Recorded data:
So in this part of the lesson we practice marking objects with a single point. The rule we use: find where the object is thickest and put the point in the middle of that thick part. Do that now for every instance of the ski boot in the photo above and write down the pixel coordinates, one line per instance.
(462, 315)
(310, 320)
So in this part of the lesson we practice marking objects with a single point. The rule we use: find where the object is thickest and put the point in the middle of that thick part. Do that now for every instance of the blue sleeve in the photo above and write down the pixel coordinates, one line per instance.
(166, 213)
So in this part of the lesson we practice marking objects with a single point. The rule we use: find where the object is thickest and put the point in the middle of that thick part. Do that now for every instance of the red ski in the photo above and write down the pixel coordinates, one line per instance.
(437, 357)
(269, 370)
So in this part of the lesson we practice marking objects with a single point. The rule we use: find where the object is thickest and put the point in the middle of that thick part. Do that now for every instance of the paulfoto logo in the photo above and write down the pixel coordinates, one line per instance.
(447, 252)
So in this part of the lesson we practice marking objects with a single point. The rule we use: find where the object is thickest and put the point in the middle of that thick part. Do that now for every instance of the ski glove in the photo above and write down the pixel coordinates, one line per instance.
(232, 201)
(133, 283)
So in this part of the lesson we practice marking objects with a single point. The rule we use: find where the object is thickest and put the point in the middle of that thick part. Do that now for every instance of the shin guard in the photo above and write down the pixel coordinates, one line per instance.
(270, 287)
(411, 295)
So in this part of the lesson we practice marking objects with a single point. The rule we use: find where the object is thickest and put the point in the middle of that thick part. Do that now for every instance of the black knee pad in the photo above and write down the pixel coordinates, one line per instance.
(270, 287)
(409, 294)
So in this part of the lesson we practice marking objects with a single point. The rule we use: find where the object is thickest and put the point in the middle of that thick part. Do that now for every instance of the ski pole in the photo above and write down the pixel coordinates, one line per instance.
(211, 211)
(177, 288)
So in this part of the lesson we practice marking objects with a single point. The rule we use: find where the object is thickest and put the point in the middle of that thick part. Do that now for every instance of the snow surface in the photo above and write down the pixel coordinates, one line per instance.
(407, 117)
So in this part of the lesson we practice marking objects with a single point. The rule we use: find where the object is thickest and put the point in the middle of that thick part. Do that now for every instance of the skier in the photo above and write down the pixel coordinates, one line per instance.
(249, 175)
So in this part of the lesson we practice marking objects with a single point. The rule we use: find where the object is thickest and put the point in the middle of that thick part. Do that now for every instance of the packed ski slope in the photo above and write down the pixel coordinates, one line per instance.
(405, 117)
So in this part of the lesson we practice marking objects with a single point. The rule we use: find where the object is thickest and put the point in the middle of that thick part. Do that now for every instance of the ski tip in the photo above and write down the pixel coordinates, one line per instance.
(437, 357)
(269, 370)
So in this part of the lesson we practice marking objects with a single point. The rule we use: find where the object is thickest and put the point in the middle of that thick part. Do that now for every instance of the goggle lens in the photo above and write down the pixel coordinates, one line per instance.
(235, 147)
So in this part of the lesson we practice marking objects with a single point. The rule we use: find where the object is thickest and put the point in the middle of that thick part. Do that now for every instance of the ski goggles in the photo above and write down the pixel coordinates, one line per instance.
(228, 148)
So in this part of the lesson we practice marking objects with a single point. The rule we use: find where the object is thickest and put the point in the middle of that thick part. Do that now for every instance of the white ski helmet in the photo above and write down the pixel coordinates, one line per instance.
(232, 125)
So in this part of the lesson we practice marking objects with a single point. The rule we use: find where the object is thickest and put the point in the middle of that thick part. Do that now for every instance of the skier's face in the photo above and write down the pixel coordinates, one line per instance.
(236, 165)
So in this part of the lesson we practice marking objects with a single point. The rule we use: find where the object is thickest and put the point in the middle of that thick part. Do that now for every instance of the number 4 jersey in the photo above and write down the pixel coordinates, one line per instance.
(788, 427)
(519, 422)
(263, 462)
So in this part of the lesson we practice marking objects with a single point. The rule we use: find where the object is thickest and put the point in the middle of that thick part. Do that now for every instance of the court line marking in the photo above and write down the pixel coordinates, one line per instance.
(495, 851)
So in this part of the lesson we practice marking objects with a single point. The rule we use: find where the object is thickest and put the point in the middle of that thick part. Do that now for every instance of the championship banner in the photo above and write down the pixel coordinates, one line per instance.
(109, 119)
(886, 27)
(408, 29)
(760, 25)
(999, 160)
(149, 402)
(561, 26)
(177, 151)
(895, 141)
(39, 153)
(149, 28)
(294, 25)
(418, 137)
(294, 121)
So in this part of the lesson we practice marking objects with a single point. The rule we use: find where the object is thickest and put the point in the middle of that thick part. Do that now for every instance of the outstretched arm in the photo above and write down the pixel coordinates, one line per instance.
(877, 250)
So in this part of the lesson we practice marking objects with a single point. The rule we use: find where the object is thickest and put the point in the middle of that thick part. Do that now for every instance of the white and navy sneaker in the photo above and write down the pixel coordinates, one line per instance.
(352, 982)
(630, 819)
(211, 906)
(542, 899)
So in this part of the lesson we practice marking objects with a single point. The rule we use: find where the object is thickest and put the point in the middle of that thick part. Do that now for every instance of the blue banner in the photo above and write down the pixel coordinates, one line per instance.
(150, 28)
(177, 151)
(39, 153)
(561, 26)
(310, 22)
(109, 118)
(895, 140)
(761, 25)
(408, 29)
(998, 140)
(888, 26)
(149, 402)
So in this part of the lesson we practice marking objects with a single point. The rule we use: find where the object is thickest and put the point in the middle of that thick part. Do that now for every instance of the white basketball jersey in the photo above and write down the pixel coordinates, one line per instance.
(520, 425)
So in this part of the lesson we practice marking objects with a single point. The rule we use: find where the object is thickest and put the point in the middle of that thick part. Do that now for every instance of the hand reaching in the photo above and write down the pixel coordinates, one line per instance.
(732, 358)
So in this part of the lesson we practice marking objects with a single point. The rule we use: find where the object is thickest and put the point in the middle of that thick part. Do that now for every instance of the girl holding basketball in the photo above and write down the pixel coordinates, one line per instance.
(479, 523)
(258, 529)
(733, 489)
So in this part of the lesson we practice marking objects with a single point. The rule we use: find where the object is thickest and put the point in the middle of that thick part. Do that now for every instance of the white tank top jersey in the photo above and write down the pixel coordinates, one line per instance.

Set task :: Output the whole listing above again, word for word.

Answer to the exercise ::
So in this part of the lesson we practice marking objects with a single point. The rule we use: find where the object is thickest and put the point in the middle of that thick part. Do that now for every instance of the ski boot in the photo above and write down the pixel coordinates, one line per instance.
(462, 315)
(310, 320)
So in this part of the lesson we practice marking objects with a single point. The rule we use: find where the object is thickest and put the point in the middle of that thick part. Do that now for every instance of the blue sleeve in the photo above and write down the pixel coordinates, one line per instance.
(166, 213)
So in this part of the lesson we practice marking objects with a single point. The rule we use: find where the object is thickest and put the point in the middle of that thick part. Do that now for every instance of the red ski in the photo above and write down the pixel coordinates, one line per instance.
(437, 357)
(269, 370)
So in this part of the lesson we practice marking objects with a single point. The rule we use: find where the object is thickest and put the point in the middle of that thick part. Do that now for every instance of the paulfoto logo in the photo above and write down the pixel coordinates, one line per instance.
(447, 252)
So in this part of the lesson we practice marking objects with a single point. The rule we use: find where the object is thickest and put the point in the middle of that thick part. Do that now for every instance of the ski glove in the photo above and write down the pixel coordinates, one line per instance.
(232, 201)
(133, 283)
So in this part of the lesson we practice marking objects with a single point. The rule we use: find where the object is thickest and put the point in the middle of that thick part. Do that now for every instance of the shin guard in the photo above and write down the pixel coordinates, one line per instance.
(270, 287)
(411, 295)
So in this part of the lesson we practice marking objects with a single point. The rule we use: find where the object is thickest and put the point in the middle of that thick part. Do that now for every instance of the black knee pad in the photo above and write down the pixel coordinates, one line per instance.
(270, 287)
(409, 294)
So in this part of the lesson we practice marking objects with a single point. The rule we use: find where the object is thickest and put the point in the middle of that thick part. Do that now for every instance of the ski pole in the photo above and write down the pixel coordinates, one line per instance.
(211, 211)
(177, 288)
So in this part of the lesson we practice marking objects with a single point. The rule we use: find where the object is thickest and put the point in the middle of that thick part. Do that now for every instance of the snow surface in the photo above and write down the pixel coordinates, one line per instance.
(407, 117)
So in this part of the lesson we practice marking objects with a single point. The rule we use: find where the object is thickest and put the point in the middle of that thick part. Do that now for every instance of the skier in the photo above and write down the pixel coordinates, one line per instance.
(249, 175)
So in this part of the lesson we practice marking objects with a single point. The rule we use: find where the object is thickest and put the point in the middle of that thick part. Do that now for every instance of the packed ski slope in the photo above and write down the pixel coordinates, one line per instance.
(405, 117)
So in this part of the lesson we practice marking objects with a single point. The rule we use: find where the object is thickest and put the point in the middle of that thick part. Do that now for every instance of the ski tip in the photo above and write down the pixel coordinates, one line per instance.
(437, 357)
(269, 370)
So in this part of the lesson we practice marking objects with a single point. The rule we use: find where the object is thickest and put the point in the middle of that thick part. Do that now for every instance of the goggle lens in the photo above and write down the pixel coordinates, one line per instance.
(235, 147)
So in this part of the lesson we practice marking objects with a single point. The rule we use: find where the object is thickest and put the point in the middle of that thick part. Do that now for every instance of the ski goggles in the photo above and write down the pixel coordinates, one line per instance.
(228, 148)
So in this part of the lesson we practice marking objects with a single point. The rule we use: find where the object is thickest and put the point in the middle of that thick part. Do that now for every instance of the white ski helmet in the photo above and write down the pixel coordinates, one line per instance.
(232, 125)
So in this part of the lesson we practice marking objects with a single point. The rule we use: find where the object is thickest and put the point in the middle of that thick part. Do that now for every instance of the skier's face in the photo above and write down the pixel coordinates, one line per instance.
(236, 165)
So in this part of the lesson we practice marking objects with a single point. The rule we use: find where the object is thickest and put the point in the middle of that thick part. Do that now for every instance of the number 4 jersey in the photo above and write down the pixel coordinates, one line per instance.
(788, 427)
(519, 422)
(263, 462)
So in this part of the lesson we practice marking objects with a single point. The rule we use: find where the object is thickest and put the point in the middle of that thick part. Do that now for every instance of the court line marking in the photo above and write down the pixel coordinates, one line per instance.
(495, 851)
So in this part of the lesson we practice marking objects with a single point. The rule we use: find where the object is thickest and put the point in the middle of that thick part. Do that now for every instance of the championship banner in the photo above and write down the pixel coordinates, one line per instance.
(109, 119)
(886, 27)
(408, 29)
(760, 25)
(999, 160)
(149, 402)
(561, 26)
(177, 151)
(895, 141)
(39, 153)
(149, 28)
(294, 25)
(418, 137)
(294, 121)
So in this part of the lesson we practice marking objects with a single point. The rule we use: find where the object is thickest and put the point in the middle of that thick part. Do that now for every instance of the outstretched arm in the photo above and write down the pixel coordinates, one line per instance.
(877, 250)
So in this part of the lesson we practice marking objects with a single point. The rule we use: find where the object is thickest and put the point in the middle of that thick part. Do that now for every instance of the white and navy sneaker in the photo above and write down the pixel coordinates, one line per instance.
(352, 982)
(630, 819)
(211, 906)
(542, 899)
So in this part of the lesson we practice marking objects with a single point. The rule we use: find where the object is thickest and put the point in the middle of that thick part. Do that now for every instance of the blue banner in the photo above and write down the pixel coordinates, one line per instance.
(150, 28)
(177, 151)
(39, 153)
(561, 26)
(310, 22)
(109, 118)
(895, 140)
(761, 25)
(408, 29)
(998, 140)
(888, 26)
(149, 402)
So in this part of the lesson we practice marking objects with a single point. The rule we use: find where the object is thickest and put the point in the middle of that thick part. Do that now for every instance of the white basketball jersey in the photo above and write down the pixel coordinates, one line per instance.
(520, 425)
So in this part of the lesson we practice marking objects with a single point. The rule we use: find where the object is thickest and put the point in the middle of that thick part. Do that now for every instance of the hand reaching in the photo above and write down the pixel coordinates, one line per instance.
(732, 358)
So in this part of the lesson we practice marking objects with a single point. The rule we use: find where the object is thickest and put the point in the middle of that thick part. Do that now for every instance of the girl holding basketball in the photo above and write down the pixel coordinates, one line per instance.
(479, 523)
(258, 529)
(733, 489)
So in this part of the lesson we practice marking objects with a single point. The rule we use: find where the object is thickest and put the point in the middle of that thick part. Do that now for every instance of the white tank top jersey in the photo above and write down the pixel coordinates, one line per instance.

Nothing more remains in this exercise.